**REQUIRED WORK**
Multiply every bounding-box coordinate in the answers by 0.25, rounding to whole numbers with halves rounded up, and write the lines out again with the requests included. Begin at the line containing "I need to verify whether the frog's" and stop after the line containing "[[119, 96, 172, 152]]", giving only those lines.

**SOURCE RECORDS**
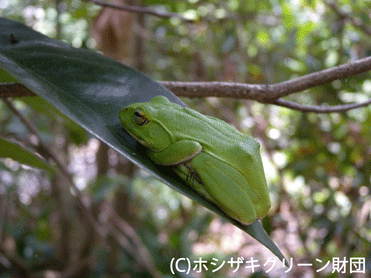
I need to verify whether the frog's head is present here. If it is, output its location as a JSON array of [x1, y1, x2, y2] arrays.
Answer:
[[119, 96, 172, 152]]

---

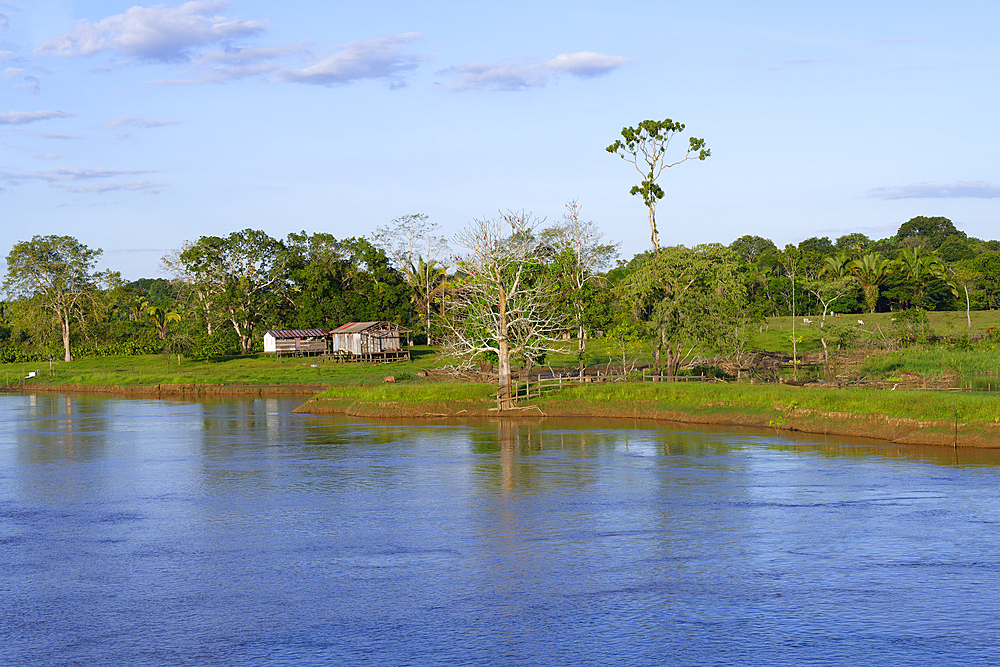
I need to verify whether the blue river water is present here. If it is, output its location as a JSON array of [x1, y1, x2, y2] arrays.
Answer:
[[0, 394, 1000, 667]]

**EXERCISE OUTPUT**
I need to verify whether the frog's head is present here. If it is, output its location as a JSON array of [x1, y1, x2, y2] arrays.
Answer:
[[30, 24, 43, 38]]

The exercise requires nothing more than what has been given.